Collected data entries
........
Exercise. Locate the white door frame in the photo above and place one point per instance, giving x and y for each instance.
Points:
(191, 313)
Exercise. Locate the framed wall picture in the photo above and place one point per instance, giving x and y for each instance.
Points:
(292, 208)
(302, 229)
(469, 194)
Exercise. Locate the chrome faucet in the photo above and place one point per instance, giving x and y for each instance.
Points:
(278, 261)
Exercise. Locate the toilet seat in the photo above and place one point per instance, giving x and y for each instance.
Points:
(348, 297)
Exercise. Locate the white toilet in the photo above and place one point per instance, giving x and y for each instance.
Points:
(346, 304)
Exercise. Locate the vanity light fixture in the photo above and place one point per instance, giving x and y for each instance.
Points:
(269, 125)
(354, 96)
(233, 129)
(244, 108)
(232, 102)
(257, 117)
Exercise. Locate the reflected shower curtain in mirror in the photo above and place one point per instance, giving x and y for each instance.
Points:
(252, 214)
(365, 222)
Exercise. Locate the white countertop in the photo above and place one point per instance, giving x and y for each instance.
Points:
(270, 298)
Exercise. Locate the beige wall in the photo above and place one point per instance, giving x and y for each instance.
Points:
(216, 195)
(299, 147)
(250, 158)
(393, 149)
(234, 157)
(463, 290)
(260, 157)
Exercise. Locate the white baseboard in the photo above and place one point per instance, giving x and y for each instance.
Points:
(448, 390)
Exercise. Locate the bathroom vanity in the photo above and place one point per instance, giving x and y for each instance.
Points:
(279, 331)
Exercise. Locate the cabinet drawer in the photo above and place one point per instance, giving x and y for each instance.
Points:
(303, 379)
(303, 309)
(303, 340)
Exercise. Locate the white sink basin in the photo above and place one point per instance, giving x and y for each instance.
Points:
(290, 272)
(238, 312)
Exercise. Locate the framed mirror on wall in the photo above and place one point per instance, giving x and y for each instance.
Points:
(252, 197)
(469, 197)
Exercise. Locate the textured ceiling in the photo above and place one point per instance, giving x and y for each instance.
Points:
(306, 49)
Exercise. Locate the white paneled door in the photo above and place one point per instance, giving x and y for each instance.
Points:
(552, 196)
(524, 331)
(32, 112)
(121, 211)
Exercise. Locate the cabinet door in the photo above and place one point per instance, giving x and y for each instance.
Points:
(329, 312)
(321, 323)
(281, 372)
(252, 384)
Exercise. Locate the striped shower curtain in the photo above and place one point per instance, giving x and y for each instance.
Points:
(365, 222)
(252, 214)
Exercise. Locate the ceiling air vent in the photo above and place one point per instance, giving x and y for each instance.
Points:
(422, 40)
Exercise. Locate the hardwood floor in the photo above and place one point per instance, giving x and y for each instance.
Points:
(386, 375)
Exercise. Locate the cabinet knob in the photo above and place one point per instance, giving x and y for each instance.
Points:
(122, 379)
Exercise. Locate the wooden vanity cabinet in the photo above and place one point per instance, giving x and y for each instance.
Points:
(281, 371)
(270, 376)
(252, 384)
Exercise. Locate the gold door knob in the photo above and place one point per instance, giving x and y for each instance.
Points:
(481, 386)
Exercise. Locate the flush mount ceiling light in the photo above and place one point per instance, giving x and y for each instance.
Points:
........
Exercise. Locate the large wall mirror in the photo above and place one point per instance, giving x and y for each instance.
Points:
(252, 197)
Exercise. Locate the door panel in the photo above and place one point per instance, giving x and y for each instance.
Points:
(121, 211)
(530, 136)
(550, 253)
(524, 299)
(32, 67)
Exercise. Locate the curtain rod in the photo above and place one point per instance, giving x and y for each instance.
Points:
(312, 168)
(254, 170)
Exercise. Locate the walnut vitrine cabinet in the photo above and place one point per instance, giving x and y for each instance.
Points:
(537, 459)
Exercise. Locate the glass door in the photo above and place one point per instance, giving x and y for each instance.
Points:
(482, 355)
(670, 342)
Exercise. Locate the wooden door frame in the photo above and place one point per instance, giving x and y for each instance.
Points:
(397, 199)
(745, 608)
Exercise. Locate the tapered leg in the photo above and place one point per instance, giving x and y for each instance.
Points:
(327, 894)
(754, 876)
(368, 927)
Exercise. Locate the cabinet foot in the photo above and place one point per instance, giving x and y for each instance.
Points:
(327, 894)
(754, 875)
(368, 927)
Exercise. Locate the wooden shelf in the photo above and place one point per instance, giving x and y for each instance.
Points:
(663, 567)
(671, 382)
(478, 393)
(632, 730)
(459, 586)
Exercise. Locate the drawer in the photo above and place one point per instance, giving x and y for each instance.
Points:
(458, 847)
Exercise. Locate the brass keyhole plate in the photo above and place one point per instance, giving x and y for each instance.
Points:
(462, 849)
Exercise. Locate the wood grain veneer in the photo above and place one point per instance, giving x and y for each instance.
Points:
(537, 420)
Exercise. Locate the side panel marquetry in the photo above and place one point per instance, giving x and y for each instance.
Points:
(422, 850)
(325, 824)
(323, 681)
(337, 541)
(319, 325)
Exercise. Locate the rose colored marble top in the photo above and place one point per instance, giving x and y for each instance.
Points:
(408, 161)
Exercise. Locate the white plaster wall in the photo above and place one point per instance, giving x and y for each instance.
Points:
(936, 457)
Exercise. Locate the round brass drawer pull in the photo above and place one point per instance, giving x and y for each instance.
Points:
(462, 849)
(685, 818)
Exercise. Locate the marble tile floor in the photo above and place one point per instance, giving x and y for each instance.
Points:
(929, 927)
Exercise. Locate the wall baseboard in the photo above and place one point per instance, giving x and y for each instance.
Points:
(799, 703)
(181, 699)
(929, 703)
........
## Aim of the task
Find the lines above that contain "curtain" and report their number, without comment.

## Task response
3